-- Polecenie 1 --
Przepisz dokładnie wiersze rekordów od tego, który zawiera „blue scrub trousers”, aż do ostatniego wiersza rekordów włącznie.

-- Wybrany tekst --
::::

Komornik zajął psa rodzinie z trojgiem dzieci. Potem sprzedał zwierzę w Internecie
Niemiecki komornik zajął psa i sprzedał go w Internecie. Zadłużona rodzina z trojgiem dzieci jest zrozpaczona, a nowa właścicielka suczki czuje się oszukana. Zwierzę miało być zdrowe, a potrzebowało kilku operacji.
Skutki niepłacenia podatków
Do niecodziennej sytuacji doszło w niemieckiej miejscowości Ahlen w grudniu ubiegłego roku. Rodzina z trojgiem dzieci w wieku 5, 7 i 9 lat była zadłużona m. in. z powodu niezapłacenia podatku za psa. W związku z tym, postanowiono zająć ich mienie.
Właścicielka suczki Eddy przyznaje:
Nie mogłam natychmiast uregulować zaległości z przyczyn osobistych
Przejęcie mienia
Jednak sposób, w jaki bezwzględny urzędnik chciał rozwiązać problemy finansowe rodziny, jest co najmniej bulwersujący.

::::

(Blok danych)
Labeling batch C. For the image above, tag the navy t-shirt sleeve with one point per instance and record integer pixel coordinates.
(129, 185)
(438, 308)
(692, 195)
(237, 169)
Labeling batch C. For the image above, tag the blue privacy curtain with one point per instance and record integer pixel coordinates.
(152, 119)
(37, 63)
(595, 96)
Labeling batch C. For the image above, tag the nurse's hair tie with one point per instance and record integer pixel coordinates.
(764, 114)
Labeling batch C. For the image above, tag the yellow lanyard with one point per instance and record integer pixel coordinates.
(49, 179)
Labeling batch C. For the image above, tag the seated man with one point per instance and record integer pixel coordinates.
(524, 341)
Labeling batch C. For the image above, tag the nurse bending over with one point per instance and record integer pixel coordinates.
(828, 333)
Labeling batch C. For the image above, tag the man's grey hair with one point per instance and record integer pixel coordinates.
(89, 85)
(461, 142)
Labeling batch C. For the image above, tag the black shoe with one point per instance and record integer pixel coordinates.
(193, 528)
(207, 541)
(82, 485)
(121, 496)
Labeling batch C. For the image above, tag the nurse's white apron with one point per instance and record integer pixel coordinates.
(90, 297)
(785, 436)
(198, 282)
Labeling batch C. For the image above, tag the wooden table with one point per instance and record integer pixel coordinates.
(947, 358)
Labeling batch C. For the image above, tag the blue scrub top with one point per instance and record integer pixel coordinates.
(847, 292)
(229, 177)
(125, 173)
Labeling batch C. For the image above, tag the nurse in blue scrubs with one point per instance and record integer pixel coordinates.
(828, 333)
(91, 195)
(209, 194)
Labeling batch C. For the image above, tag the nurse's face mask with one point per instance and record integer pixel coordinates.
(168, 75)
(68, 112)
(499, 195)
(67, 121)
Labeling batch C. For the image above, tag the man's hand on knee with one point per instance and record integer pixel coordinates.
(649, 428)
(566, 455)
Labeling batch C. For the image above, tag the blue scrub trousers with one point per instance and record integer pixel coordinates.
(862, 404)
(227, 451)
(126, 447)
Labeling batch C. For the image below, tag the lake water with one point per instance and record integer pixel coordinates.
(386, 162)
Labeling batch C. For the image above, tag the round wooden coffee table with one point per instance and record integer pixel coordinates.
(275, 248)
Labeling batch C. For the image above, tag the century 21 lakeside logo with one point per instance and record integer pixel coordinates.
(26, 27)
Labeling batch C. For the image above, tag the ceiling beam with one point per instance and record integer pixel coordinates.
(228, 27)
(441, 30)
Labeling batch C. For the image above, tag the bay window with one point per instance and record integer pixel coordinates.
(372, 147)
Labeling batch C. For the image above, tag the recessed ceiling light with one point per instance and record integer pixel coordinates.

::::

-- Polecenie 2 --
Zredaguj fragment artykułu o psie zajętym przez komornika, od słów „Właścicielka suczki Eddy” aż po słowa „co najmniej bulwersujący.”, i podaj go ponownie z „bezduszny” w miejscu „bezwzględny”.

-- Wynik końcowy 1 --
Labeling batch C. For the image above, tag the blue scrub trousers with one point per instance and record integer pixel coordinates.
(862, 404)
(227, 451)
(126, 447)
Labeling batch C. For the image below, tag the lake water with one point per instance and record integer pixel coordinates.
(386, 162)
Labeling batch C. For the image above, tag the round wooden coffee table with one point per instance and record integer pixel coordinates.
(275, 248)
Labeling batch C. For the image above, tag the century 21 lakeside logo with one point per instance and record integer pixel coordinates.
(26, 27)
Labeling batch C. For the image above, tag the ceiling beam with one point per instance and record integer pixel coordinates.
(228, 27)
(441, 30)
Labeling batch C. For the image above, tag the bay window with one point per instance and record integer pixel coordinates.
(372, 147)
Labeling batch C. For the image above, tag the recessed ceiling light with one point per instance and record integer pixel coordinates.

-- Wynik końcowy 2 --
Właścicielka suczki Eddy przyznaje:
Nie mogłam natychmiast uregulować zaległości z przyczyn osobistych
Przejęcie mienia
Jednak sposób, w jaki bezduszny urzędnik chciał rozwiązać problemy finansowe rodziny, jest co najmniej bulwersujący.